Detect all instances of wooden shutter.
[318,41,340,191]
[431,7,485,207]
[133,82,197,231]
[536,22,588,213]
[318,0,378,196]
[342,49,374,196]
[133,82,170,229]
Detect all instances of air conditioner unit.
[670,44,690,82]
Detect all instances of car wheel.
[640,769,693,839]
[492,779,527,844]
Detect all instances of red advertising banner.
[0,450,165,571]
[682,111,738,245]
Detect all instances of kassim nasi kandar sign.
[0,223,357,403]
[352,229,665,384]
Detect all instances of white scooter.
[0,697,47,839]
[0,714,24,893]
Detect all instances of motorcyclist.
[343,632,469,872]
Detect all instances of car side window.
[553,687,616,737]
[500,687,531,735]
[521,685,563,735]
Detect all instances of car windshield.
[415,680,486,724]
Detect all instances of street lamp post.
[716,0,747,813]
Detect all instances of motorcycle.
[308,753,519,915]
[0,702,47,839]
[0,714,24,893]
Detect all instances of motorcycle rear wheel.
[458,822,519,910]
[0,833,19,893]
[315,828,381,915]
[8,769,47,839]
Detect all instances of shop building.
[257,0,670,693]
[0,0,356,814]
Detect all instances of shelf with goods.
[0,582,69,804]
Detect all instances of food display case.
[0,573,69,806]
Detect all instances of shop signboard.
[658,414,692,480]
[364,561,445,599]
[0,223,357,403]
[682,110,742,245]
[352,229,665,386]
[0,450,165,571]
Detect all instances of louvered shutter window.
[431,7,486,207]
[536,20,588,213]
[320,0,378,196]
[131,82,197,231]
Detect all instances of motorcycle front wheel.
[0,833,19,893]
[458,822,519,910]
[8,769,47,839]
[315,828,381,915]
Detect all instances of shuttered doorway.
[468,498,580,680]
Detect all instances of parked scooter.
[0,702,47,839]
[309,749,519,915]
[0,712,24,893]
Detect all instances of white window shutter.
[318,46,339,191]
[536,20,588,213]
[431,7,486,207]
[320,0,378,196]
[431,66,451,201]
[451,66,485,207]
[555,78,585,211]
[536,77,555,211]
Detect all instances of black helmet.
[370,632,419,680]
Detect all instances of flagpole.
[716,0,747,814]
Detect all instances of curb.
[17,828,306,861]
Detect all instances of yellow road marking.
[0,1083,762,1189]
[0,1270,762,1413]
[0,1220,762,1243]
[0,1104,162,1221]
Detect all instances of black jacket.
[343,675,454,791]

|---|

**WRITTEN TASK**
Recast all the items above as a two-column CSV with the header row item_text,answer. Give one row per item, with its text and its answer each in a single quoted field, and replace line breaks with spaces.

**THE COMPLETED TASK**
item_text,answer
"Detect all instances of wooden shutter.","[318,41,340,191] [431,7,485,207] [133,82,197,231] [536,22,588,213] [318,0,378,196] [342,49,374,196] [133,82,170,229]"
"Detect all instances of air conditioner unit.","[670,44,690,82]"
"Detect all instances of car wheel.","[640,769,693,839] [492,779,527,844]"
"Detect all instances of red advertising banner.","[0,450,165,571] [682,111,738,245]"
"Detect all instances of kassim nasi kandar sign.","[0,223,357,403] [352,229,665,384]"
"Detect all instances of white scooter.","[0,697,47,839] [0,714,24,893]"
"Detect all instances of motorcyclist.","[343,632,469,872]"
"Detect all instances of car side window.","[553,687,616,737] [500,687,531,735] [521,685,563,735]"
"Detect all instances of car windshield.","[415,680,486,724]"
"Detect all instances of street lamp post.","[716,0,747,813]"
"Detect all instances of motorcycle.","[308,753,519,915] [0,702,47,839] [0,714,24,893]"
"Detect all instances of motorcycle rear wheel.","[458,822,519,910] [0,833,19,893] [315,828,381,915] [8,769,47,839]"
"Detect all instances of shop building.","[257,0,670,693] [0,0,356,814]"
"Detect all instances of shelf with goods.","[0,582,69,804]"
"Detect all instances of food display case.","[0,573,69,806]"
"Detect all instances of shop signboard.","[658,414,692,480] [364,561,445,599] [0,223,357,403] [682,110,742,245] [352,229,665,386] [0,450,165,571]"
"Detect all instances of louvered shutter window.","[431,7,486,207] [536,20,588,213] [320,0,378,196] [131,82,197,231]"
"Detect all instances of motorcycle front wheel.","[0,833,19,893] [458,822,519,910] [8,769,47,839] [315,828,381,915]"
"Detect all instances of shuttered doorway.","[468,498,580,680]"
"Detect all instances of parked scooter.","[0,702,47,839] [309,749,519,915] [0,712,24,893]"
"Detect all instances of white window shutter.","[318,46,339,191] [536,20,588,213] [431,7,486,207] [320,0,378,196] [431,66,451,201] [451,66,485,207] [555,78,585,211] [536,77,555,211]"
"Detect all instances of black helmet.","[370,632,419,680]"
"Detect all instances of flagpole.","[716,0,747,814]"
"Detect all instances of curb.","[17,828,306,861]"
"Detect all instances of yellow road marking.","[0,1083,762,1189] [0,1270,762,1413] [0,1220,762,1243] [0,1104,162,1221]"
"Detect all instances of black jacket.","[343,675,454,791]"